To do: Below are the entries. Transcribe exactly the lines from the one with "Note: pick out every instance of the gray" through the one with "Note: pick out every instance of the black honeycomb", ends included, and leave out all others.

Dataset content:
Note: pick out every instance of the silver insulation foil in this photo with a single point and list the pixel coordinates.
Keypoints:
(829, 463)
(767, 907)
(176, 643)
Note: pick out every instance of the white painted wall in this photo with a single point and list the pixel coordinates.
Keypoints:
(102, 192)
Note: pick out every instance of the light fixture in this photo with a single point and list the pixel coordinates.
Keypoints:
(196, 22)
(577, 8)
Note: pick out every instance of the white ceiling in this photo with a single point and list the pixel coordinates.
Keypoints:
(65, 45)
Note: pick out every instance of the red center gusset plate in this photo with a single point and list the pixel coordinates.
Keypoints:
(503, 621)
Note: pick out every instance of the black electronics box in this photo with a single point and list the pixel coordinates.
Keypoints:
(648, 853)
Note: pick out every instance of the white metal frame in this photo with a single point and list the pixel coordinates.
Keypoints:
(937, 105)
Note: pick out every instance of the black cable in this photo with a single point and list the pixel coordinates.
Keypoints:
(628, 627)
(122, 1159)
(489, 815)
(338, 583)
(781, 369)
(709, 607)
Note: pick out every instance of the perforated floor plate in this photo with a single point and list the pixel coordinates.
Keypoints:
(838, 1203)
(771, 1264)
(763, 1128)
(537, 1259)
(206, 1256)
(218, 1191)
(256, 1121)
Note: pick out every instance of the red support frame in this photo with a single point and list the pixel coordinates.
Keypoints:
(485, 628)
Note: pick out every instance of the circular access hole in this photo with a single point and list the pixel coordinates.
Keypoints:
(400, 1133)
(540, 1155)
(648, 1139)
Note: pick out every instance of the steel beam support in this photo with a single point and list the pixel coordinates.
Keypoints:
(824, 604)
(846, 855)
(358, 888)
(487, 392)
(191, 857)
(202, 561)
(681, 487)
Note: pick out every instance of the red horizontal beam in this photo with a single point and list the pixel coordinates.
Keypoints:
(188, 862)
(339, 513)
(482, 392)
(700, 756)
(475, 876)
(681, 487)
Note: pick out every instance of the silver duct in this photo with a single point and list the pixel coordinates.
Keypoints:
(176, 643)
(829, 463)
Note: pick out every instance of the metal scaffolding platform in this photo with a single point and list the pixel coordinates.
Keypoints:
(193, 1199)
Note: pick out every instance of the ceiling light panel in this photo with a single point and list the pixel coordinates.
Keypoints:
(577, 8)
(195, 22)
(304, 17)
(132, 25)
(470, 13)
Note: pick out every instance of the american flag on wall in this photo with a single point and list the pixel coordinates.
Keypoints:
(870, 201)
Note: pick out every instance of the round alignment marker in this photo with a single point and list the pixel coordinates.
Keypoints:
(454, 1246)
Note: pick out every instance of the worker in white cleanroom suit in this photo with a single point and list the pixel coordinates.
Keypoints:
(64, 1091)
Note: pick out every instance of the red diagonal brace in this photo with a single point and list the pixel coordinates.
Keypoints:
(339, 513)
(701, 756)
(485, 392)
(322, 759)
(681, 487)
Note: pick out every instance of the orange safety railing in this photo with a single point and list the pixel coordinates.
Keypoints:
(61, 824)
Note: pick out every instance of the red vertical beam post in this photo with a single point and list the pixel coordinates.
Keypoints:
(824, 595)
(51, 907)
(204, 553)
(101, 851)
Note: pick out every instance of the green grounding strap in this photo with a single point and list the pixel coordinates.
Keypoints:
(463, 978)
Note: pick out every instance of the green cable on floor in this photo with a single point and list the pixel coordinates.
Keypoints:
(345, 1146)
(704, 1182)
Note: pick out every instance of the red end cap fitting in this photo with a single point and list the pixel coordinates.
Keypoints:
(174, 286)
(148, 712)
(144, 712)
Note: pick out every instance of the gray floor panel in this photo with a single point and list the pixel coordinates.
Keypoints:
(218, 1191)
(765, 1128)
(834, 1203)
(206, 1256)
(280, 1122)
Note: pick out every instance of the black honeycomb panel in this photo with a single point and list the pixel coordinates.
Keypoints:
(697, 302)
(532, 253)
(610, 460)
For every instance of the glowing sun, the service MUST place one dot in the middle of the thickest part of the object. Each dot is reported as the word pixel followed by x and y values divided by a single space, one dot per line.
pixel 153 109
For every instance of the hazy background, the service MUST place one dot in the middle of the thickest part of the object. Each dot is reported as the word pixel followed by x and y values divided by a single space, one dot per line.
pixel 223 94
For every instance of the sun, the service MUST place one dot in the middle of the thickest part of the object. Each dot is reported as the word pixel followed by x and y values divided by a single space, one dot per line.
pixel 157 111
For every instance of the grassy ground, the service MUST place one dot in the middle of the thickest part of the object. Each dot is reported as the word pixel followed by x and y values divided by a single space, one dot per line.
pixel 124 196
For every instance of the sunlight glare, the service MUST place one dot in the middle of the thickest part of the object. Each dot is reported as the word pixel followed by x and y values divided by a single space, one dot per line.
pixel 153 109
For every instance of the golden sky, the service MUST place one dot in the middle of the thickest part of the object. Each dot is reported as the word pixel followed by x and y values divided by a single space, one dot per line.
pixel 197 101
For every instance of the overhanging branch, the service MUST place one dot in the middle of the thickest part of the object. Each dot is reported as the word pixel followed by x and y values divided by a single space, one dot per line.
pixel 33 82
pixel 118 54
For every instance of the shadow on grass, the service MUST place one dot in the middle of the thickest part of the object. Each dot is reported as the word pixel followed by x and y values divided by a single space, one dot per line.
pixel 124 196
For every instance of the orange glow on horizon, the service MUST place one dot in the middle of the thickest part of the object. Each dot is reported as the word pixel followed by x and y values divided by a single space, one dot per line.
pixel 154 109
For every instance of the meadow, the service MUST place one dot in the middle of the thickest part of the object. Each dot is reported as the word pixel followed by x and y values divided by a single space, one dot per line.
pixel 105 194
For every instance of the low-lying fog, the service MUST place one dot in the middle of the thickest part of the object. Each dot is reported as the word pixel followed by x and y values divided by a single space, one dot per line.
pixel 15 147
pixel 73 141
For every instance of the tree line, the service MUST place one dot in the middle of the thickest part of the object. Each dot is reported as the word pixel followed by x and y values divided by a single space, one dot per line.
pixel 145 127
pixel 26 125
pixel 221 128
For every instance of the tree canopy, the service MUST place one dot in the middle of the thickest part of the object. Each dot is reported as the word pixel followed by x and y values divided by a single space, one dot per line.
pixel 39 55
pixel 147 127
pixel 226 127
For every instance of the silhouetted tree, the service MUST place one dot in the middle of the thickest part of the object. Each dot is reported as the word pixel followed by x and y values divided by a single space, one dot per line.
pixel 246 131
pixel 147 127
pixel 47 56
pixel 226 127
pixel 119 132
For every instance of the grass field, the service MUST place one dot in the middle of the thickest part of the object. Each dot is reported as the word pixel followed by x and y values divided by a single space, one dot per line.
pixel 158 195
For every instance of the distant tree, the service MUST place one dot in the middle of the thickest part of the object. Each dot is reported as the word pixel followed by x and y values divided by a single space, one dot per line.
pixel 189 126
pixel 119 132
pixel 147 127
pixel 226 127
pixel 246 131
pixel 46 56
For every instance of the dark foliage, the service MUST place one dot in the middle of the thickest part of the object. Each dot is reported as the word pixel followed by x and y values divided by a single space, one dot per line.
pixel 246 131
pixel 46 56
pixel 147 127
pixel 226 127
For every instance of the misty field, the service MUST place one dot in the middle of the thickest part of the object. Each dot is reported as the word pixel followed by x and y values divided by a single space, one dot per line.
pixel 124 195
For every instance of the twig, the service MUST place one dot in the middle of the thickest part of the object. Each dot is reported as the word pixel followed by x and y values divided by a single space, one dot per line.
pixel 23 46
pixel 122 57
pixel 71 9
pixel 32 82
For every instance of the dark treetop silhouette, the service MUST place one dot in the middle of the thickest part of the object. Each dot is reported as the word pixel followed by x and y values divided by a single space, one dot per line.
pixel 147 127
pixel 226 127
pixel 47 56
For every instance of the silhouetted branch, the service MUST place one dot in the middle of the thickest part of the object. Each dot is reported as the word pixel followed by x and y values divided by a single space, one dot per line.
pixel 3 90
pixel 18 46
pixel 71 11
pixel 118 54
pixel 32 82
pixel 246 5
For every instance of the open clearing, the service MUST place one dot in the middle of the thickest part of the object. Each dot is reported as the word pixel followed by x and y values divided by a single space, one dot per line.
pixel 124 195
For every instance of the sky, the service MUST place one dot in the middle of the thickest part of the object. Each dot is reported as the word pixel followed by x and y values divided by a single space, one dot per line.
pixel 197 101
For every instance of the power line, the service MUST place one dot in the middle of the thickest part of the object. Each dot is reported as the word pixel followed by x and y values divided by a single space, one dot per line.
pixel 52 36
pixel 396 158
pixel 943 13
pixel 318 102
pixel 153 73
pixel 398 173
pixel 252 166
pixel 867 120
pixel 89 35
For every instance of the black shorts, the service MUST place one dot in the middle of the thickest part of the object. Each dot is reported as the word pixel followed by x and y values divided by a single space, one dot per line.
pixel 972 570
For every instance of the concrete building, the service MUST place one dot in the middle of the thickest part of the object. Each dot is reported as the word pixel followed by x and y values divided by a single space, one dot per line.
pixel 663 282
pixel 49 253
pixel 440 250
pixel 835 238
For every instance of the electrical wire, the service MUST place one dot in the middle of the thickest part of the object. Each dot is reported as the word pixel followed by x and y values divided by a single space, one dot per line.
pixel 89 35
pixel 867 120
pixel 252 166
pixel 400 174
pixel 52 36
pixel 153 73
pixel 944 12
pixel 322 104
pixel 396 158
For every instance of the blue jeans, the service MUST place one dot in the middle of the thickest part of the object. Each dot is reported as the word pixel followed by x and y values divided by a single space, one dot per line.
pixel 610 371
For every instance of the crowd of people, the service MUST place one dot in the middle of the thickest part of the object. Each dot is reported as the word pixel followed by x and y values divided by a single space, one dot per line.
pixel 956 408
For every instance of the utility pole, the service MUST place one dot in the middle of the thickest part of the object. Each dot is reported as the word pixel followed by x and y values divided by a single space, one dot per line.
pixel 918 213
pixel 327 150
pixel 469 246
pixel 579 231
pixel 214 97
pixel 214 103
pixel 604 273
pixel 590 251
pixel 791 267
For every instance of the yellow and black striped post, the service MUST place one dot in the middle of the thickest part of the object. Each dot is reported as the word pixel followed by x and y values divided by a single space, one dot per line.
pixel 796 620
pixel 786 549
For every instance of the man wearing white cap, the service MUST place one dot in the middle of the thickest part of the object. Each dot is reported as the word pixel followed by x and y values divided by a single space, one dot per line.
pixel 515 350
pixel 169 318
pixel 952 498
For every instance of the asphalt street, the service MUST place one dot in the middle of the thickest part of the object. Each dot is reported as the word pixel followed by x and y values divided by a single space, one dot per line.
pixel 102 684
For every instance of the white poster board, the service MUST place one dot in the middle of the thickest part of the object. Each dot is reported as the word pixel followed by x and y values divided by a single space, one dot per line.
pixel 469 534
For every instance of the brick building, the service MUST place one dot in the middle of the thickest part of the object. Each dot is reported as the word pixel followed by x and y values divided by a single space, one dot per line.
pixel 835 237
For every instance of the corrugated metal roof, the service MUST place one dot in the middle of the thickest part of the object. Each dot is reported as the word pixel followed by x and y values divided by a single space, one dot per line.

Answer to this exercise:
Note: pick out every instance of the gray floor panel in this photo with a single point and list the pixel coordinates.
Keypoints:
(218, 1191)
(765, 1128)
(834, 1203)
(206, 1256)
(280, 1122)
Note: pick out every instance of the black honeycomb panel in this photo with a single point and list the pixel coordinates.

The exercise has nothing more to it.